━━━━━ Provided data ━━━━━

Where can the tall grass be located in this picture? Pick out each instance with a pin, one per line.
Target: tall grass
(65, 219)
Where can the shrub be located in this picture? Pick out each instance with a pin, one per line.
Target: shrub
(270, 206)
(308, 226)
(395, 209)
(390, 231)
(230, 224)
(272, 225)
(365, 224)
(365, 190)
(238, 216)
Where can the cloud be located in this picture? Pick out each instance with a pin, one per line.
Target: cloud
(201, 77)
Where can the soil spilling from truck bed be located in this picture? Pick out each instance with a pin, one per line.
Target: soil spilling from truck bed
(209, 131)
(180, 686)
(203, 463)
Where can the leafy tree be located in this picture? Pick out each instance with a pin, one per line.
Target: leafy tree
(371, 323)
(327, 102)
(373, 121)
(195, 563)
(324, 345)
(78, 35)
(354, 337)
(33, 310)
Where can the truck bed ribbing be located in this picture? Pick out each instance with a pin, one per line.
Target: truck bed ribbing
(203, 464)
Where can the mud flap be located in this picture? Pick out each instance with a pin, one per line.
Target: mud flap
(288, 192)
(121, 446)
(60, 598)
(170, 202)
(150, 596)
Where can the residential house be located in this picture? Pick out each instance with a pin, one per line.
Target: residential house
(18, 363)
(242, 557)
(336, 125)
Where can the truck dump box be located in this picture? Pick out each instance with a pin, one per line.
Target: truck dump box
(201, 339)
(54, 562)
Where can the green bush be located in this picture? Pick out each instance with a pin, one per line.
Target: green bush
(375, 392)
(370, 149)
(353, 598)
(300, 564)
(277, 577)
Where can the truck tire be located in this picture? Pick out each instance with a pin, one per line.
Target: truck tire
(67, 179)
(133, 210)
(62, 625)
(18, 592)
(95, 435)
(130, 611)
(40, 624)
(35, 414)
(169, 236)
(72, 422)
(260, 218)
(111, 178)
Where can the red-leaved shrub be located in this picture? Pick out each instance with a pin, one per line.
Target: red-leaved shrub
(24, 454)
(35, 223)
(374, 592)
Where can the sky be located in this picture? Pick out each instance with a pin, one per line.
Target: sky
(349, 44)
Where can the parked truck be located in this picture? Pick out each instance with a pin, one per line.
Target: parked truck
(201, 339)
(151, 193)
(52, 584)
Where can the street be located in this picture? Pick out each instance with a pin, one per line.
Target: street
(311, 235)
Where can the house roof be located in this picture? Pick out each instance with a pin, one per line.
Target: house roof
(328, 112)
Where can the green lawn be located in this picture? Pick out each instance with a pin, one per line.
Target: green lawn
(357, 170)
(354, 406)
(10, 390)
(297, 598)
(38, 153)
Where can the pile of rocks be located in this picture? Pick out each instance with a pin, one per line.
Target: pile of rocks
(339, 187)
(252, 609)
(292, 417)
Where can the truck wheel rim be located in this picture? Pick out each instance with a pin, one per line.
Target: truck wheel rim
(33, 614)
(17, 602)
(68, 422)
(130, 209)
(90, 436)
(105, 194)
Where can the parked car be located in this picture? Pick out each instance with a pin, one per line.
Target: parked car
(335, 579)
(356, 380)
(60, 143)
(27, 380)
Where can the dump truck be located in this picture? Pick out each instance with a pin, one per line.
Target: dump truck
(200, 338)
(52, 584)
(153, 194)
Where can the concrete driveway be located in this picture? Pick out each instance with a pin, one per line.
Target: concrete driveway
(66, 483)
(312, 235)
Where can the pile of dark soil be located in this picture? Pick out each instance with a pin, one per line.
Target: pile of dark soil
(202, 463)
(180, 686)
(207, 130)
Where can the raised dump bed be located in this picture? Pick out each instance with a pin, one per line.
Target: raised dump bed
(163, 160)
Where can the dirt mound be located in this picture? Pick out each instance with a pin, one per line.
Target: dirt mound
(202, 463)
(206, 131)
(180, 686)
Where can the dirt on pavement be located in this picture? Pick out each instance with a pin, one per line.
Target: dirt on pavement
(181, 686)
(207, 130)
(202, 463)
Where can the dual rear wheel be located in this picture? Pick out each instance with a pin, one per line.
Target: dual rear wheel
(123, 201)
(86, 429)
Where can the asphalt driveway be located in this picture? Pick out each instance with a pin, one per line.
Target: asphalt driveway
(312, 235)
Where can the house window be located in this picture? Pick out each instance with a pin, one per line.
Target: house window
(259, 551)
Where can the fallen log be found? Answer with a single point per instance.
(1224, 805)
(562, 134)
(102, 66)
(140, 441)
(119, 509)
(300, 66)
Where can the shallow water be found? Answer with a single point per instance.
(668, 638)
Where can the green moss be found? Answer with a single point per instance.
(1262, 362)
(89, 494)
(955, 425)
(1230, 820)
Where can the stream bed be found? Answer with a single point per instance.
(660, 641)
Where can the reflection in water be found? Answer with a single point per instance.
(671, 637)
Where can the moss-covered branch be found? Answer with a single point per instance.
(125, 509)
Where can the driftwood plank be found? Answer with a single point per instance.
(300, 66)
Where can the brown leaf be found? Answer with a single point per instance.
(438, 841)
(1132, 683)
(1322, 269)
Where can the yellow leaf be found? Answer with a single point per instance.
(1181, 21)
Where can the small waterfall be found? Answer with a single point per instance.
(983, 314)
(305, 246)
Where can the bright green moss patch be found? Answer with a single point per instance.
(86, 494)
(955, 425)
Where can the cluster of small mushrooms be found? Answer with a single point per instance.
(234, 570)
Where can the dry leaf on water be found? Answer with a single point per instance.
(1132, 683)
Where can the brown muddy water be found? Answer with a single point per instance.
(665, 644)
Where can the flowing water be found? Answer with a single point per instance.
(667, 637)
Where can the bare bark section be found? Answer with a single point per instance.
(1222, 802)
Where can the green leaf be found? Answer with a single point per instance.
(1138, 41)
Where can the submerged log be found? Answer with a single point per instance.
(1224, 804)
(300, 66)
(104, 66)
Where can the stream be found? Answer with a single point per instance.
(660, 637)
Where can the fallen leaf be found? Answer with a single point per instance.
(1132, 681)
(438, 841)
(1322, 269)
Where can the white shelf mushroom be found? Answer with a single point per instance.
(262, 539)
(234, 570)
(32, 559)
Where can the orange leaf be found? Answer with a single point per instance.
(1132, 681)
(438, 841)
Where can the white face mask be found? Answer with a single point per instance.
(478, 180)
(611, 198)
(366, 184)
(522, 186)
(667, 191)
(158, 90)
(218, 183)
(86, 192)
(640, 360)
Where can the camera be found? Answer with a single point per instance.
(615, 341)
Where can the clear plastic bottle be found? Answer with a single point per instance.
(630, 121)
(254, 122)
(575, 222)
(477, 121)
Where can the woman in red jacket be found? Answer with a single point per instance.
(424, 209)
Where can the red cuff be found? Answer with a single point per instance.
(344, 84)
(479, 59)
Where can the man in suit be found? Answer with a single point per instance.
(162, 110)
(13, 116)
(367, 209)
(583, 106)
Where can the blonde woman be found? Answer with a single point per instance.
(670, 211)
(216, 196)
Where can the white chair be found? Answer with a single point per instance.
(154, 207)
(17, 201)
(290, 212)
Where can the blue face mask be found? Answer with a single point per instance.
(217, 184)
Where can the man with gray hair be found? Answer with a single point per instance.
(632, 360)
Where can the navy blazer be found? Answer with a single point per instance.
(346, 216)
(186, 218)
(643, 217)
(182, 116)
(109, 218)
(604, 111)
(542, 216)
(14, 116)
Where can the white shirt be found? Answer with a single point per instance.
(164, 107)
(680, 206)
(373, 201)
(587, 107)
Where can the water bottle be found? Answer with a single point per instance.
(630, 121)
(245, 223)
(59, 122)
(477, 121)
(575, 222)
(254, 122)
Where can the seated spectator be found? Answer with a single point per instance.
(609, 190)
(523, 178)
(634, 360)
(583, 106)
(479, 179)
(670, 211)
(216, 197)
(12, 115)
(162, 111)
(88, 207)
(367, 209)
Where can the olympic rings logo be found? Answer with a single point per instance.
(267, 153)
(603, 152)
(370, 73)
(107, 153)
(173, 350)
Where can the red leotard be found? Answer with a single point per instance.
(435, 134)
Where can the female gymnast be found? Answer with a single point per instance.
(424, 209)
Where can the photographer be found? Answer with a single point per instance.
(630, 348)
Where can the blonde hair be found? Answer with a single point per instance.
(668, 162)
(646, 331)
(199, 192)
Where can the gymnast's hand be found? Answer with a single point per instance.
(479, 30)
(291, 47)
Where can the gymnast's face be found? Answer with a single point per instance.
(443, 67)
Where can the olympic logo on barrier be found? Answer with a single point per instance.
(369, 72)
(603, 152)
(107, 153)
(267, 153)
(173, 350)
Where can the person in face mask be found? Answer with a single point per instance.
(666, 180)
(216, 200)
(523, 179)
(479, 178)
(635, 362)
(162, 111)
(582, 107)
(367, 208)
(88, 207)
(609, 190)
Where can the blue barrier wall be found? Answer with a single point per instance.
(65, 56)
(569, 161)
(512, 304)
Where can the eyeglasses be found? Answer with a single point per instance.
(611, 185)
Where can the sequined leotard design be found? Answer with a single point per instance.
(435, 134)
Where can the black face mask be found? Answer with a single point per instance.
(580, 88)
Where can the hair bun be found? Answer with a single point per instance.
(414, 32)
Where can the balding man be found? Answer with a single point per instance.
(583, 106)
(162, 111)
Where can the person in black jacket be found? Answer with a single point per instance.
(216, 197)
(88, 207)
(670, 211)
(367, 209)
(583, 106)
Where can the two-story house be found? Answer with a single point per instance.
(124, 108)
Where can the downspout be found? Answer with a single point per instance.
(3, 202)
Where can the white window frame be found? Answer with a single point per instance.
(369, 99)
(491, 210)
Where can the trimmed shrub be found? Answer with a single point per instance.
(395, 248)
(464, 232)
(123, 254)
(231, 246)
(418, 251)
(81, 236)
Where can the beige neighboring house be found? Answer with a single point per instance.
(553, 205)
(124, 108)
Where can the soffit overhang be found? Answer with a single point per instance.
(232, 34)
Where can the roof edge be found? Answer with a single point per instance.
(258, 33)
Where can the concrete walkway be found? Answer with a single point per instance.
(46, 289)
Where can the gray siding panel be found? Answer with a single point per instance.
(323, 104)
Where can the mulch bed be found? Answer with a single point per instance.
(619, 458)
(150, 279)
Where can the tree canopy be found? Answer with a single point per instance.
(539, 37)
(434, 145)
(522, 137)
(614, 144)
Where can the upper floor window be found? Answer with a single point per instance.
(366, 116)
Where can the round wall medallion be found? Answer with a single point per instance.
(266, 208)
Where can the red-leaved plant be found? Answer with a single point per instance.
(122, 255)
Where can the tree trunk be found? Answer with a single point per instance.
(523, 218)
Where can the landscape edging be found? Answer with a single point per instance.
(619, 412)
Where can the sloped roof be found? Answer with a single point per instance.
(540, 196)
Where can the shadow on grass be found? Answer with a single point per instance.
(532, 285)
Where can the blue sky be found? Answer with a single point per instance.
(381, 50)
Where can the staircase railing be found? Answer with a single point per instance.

━━━━━

### Problem statement
Above are the records; please copy exactly their first line and each line after it through the line containing "Where can the shrub", and no line after that.

### The completed task
Where can the tall grass be located in this picture? Pick out each instance with a pin, one per line.
Target: tall grass
(65, 219)
Where can the shrub be located in this picture? Pick out each instance with a pin, one per line.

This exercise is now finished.